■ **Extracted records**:
★ ★ ★ ★ ★ ★ ★

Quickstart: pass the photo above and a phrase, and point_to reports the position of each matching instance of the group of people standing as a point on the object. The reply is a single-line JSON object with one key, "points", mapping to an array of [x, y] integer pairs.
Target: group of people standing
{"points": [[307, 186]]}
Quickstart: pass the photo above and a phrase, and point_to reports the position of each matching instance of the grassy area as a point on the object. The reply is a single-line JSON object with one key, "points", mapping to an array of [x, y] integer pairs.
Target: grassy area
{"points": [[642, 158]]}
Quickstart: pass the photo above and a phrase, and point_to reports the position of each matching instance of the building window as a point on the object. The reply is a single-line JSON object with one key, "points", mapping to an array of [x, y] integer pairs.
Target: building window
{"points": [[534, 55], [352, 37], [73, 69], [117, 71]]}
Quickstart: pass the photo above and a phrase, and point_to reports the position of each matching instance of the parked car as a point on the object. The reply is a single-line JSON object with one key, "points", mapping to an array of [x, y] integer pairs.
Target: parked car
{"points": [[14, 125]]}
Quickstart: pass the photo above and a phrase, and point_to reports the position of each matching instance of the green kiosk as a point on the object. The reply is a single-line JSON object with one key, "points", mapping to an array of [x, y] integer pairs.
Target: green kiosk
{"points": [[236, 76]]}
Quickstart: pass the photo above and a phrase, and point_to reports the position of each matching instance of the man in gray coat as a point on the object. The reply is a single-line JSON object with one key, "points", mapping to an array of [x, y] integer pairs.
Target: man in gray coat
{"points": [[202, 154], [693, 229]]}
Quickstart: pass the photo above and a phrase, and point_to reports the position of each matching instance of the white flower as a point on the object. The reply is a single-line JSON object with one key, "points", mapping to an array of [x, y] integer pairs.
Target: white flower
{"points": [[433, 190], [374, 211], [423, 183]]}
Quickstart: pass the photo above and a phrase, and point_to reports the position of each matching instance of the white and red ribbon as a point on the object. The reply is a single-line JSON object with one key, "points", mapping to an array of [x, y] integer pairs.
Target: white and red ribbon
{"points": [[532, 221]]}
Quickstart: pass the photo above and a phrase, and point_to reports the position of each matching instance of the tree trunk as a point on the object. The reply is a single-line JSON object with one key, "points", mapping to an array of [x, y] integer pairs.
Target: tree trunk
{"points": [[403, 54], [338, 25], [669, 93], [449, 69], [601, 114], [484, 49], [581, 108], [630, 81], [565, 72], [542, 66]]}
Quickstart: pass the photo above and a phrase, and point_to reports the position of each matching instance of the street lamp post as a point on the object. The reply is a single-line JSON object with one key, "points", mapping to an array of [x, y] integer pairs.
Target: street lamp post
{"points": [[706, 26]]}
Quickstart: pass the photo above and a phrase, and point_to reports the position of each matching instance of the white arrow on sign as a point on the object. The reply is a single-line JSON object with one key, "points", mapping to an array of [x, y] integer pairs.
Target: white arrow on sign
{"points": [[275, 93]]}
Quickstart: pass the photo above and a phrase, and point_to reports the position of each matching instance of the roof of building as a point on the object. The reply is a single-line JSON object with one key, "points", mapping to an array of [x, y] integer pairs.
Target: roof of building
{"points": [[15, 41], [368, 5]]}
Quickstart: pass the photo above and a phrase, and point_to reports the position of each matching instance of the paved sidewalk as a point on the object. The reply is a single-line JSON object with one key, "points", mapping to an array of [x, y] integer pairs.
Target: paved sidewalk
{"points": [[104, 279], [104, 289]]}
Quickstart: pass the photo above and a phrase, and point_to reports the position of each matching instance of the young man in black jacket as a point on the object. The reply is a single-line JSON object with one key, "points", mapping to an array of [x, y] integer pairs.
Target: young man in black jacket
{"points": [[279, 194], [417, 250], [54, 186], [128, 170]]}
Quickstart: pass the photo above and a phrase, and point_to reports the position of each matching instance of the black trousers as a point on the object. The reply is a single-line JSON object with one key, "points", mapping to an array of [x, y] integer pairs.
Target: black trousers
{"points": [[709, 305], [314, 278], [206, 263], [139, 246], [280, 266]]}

★ ★ ★ ★ ★ ★ ★

■ **WHAT IS BEING ASKED**: Write the records again exactly as they stand.

■ **RESULT BELOW**:
Quickstart: pass the photo above and a phrase, and point_to reports the position of each matching instance of the group of people standing as a point on the object. The reply is a single-line JSON object with one key, "points", mapping to an array of [x, y] integer pairs.
Target: group of people standing
{"points": [[307, 186]]}
Quickstart: pass the photo above and a phrase, and point_to reports the position of each matching instance of the grassy area as a point on the object. The reply is a single-line JSON object with one key, "points", mapping to an array of [x, y] integer pairs.
Target: grassy area
{"points": [[642, 158]]}
Quickstart: pass the photo above and a phrase, and point_to reports the position of each matching instance of the building window as a point on the object. The reply is a single-line JSON object with one key, "points", mapping to an array of [x, y] integer pairs.
Target: building window
{"points": [[534, 55], [352, 37], [73, 69], [117, 71]]}
Quickstart: pass the photo above and a phrase, and point_to reports the position of each matching instance of the parked car as a point on the object. The reply is a single-line JSON object with one key, "points", mapping to an array of [x, y] integer pairs.
Target: parked car
{"points": [[14, 125]]}
Quickstart: pass the photo above and a phrase, and point_to reports the position of each matching instance of the green kiosk as a point on the object. The reply is a single-line JSON object with one key, "points", mapping to an array of [x, y] integer pairs.
Target: green kiosk
{"points": [[236, 76]]}
Quickstart: pass the photo above and a phrase, and point_to reports the position of each matching instance of the man in gray coat as a point on the object. The reply is a single-line JSON object with one key, "points", mapping to an array of [x, y] integer pairs.
Target: man in gray coat
{"points": [[202, 154], [693, 229]]}
Quickstart: pass the photo above and a phrase, and point_to reports the position of each matching instance of the white flower as a point on the object. The reply is a single-line JSON object with one key, "points", mapping to an array of [x, y] integer pairs.
Target: white flower
{"points": [[433, 190], [374, 211], [423, 183]]}
Quickstart: pass the photo above and a phrase, and point_to reports the position of each matching instance of the white and red ribbon as a point on the object. The reply is a single-line JSON object with one key, "points", mapping to an array of [x, y] integer pairs.
Target: white and red ribbon
{"points": [[532, 221]]}
Quickstart: pass the photo above and a phrase, and point_to reports the position of each matching instance of the tree trunk as a point on the object. The reply is a single-line JSON object with one key, "points", mapping to an array of [x, y] integer pairs.
Target: tree trunk
{"points": [[403, 54], [338, 25], [669, 93], [449, 69], [601, 114], [484, 49], [581, 108], [630, 81], [565, 72], [542, 66]]}
Quickstart: pass the photo above and a phrase, and point_to reports the position of each matching instance of the street lamp post as a point on the object. The reply is a single-line JSON object with one key, "points", mapping to an array of [x, y] integer pairs.
Target: street lamp post
{"points": [[706, 26]]}
Quickstart: pass the photo above and a phrase, and point_to reports the position of each matching instance of the white arrow on sign as a point on the object. The reply is a single-line JSON object with one key, "points", mapping to an array of [x, y] integer pairs.
Target: white arrow on sign
{"points": [[275, 93]]}
Quickstart: pass the photo above and a phrase, and point_to reports the position of each matching instance of the roof of building as a point on the object. The reply is a single-line JSON object with one key, "points", mapping to an array of [x, y] integer pairs.
Target: roof of building
{"points": [[15, 41], [368, 5]]}
Quickstart: pass the photo above and a phrase, and point_to reports the position of each matching instance of the paved sidewalk as a point on the object. The reply is a single-line JSON object with one key, "points", mapping to an array of [x, y] integer pairs.
Target: paved sidewalk
{"points": [[104, 279], [104, 289]]}
Quickstart: pass the photo above and a phrase, and point_to reports the position of each matching instance of the young man in black jacket as a point on the object. The reply is a single-line JSON object with one key, "points", mapping to an array of [x, y] integer pairs.
Target: young man in black jacket
{"points": [[279, 194], [417, 250], [54, 186], [128, 170]]}
Quickstart: pass the photo above and a phrase, and point_to reports the position of each matching instance of the black trousers as a point on the object. The reply is a single-line JSON object with one key, "points", mapping to an array of [x, y] integer pairs.
Target: black trousers
{"points": [[709, 305], [314, 278], [206, 263], [139, 246], [280, 266]]}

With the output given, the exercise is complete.